Троянский кон

Ирина Алпатова, Культура от 13 ноября 2008

Этот спектакль Римаса Туминаса в Вахтанговском театре все ждали больше года, с тех пор как известный литовский режиссер возглавил не менее известный, но дряхлеющий столичный театр. Ждали доброжелатели и злопыхатели, критики и театралы, начальники от культуры, наконец утвердившие столь радикальные кадровые перестановки. На кон действительно было поставлено многое — репутация театра и самого режиссера, возможность взаимопонимания или мудрого компромисса и тому подобные вещи. Туминас не то чтобы чего-то выжидал, просто сначала выполнял прежние обязательства перед другими театрами, а потом просто не торопился, желая представить полноценное и законченное действо. Причем поступил честно, мужественно и очень даже смело.

-*-*-

Ответьте на вопросы по тексту о спектакле Туминаса.
(а) Кто автор статьи и в каком издании и когда она вышла?
(б) Сколько времени ждали этот спектакль?
(в) Что, согласно тексту, было поставлено на кон?

= Данные =
-*-*-

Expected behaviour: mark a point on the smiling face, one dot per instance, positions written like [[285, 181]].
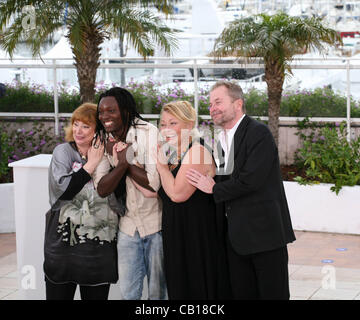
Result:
[[83, 133], [110, 116], [172, 128], [224, 111]]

-*-*-

= Ответ к заданию =
(а) Автор статьи — Ирина Алпатова. Статья вышла в «Культуре» 13 ноября 2008 года.
(б) Спектакль ждали больше года.
(в) На кон были поставлены репутация театра и самого режиссера, а также возможность взаимопонимания или мудрого компромисса.